**Prompt:** Please find each line below that contains the string "person" with matching case, and copy those lines.

(A data block)
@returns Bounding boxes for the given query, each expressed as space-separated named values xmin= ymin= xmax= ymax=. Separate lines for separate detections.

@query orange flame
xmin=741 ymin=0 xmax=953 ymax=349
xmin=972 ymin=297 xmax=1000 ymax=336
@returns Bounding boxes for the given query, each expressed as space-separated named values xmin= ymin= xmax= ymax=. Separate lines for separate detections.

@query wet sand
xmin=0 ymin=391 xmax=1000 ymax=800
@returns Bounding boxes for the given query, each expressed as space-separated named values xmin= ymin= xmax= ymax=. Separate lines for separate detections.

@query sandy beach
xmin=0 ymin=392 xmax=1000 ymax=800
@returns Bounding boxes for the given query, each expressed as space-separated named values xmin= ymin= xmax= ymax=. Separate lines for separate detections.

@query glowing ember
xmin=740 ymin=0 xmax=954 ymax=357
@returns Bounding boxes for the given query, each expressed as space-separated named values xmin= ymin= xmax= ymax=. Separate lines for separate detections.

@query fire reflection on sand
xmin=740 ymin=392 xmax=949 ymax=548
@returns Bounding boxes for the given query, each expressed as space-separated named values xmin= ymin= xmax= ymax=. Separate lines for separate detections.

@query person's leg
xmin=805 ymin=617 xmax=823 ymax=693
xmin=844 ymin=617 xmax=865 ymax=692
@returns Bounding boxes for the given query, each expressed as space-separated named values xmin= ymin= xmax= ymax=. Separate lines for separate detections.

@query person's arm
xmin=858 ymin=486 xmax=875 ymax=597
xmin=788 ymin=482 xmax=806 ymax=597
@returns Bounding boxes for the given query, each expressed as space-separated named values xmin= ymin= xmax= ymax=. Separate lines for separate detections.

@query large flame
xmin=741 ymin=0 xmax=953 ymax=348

**Written answer:**
@query person's leg
@query person's arm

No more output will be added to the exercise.